§ **TASK**: Please extend the account of the jewelry firm Dieges & Clust, picking up after its final sentence.

§ **PAGE EXTRACT**:
---+---

Dieges & Clust were jewellers established in New York in 1898 by Col. Charles Joseph Dieges (b. Oct. 26, 1865-d. Sept. 14, 1953) and Prosper Clust (b. Sept. 26, 1873-d. Mar. 28, 1933).

==History==

The firm was founded in 1898 as a partnership between Charles Joseph Dieges and Prosper Clust. The partnership was converted to a company in 1908 with Dieges as president and director, and with Clust as secretary-treasurer and director.

The firm was located at 20 John Street, New York, New York, expanding to have offices in Boston, Pittsburgh, and Chicago.

The firm was sold to Herff Jones (a division of Carnation) on January 1, 1980.

---+---

§ **SOURCE MATERIAL**:
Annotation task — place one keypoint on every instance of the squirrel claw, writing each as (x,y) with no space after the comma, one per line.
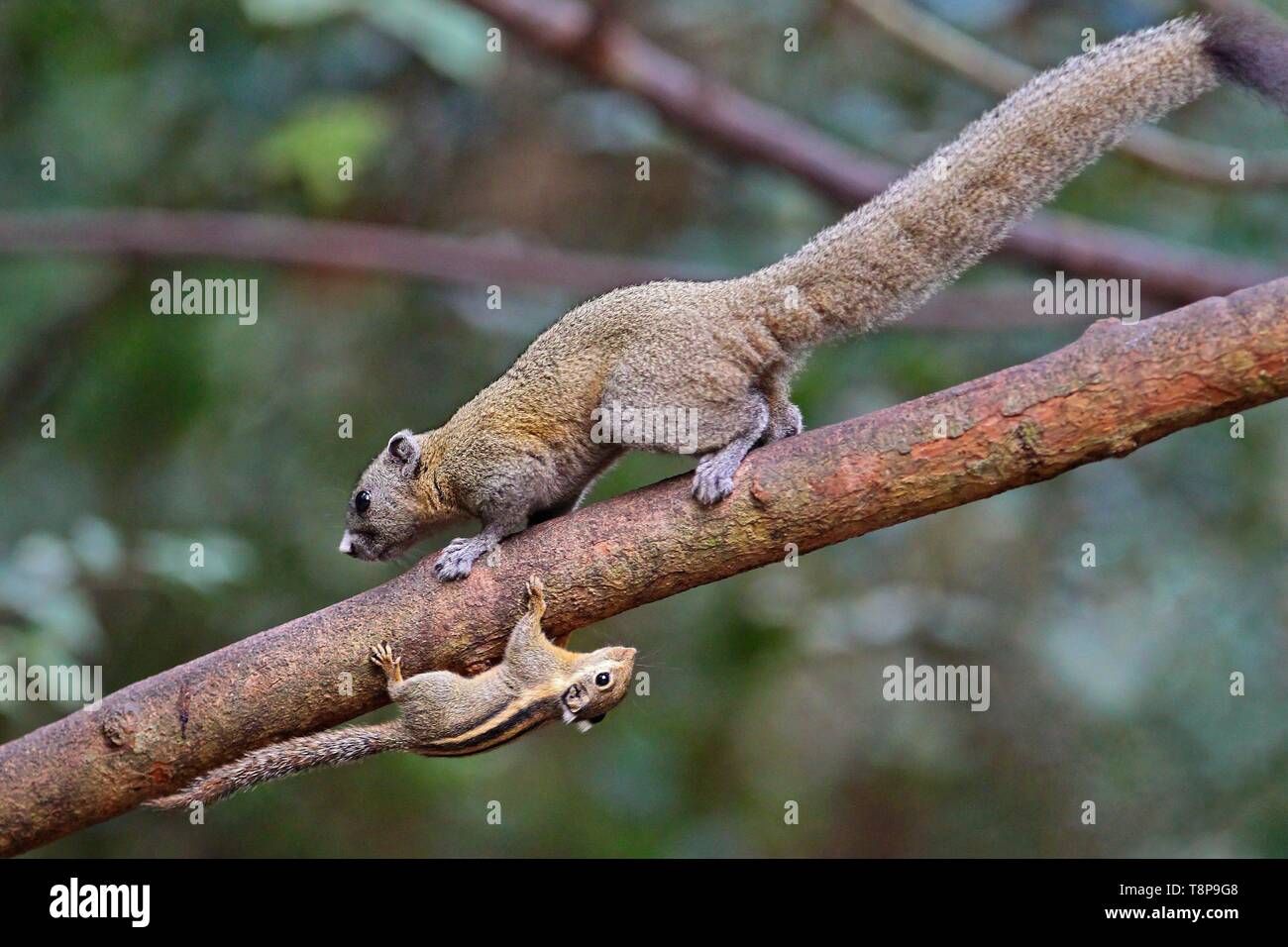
(536,594)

---+---

§ **ANSWER SECTION**:
==Major works==

They produced many medals, including the Spanish–American War Medal, the 1904 Olympic Medal, the Eagle Scout medal (from 1916 to 1920), New York State World War I Service Medal, the Medal of Honour, and the Titanic-Carpathia Medals (at the request of "The Unsinkable" Mrs. Molly Brown). They made baseball's first Most Valuable Player Awards and many Baseball Press Pins as well as Lou Gehrig's farewell plaque. They also cast the Heisman Trophy (in New York and later Providence, Rhode Island) from its inception in 1935 through late 1979 when the company was sold to Herff Jones (a division of Carnation) on January 1, 1980.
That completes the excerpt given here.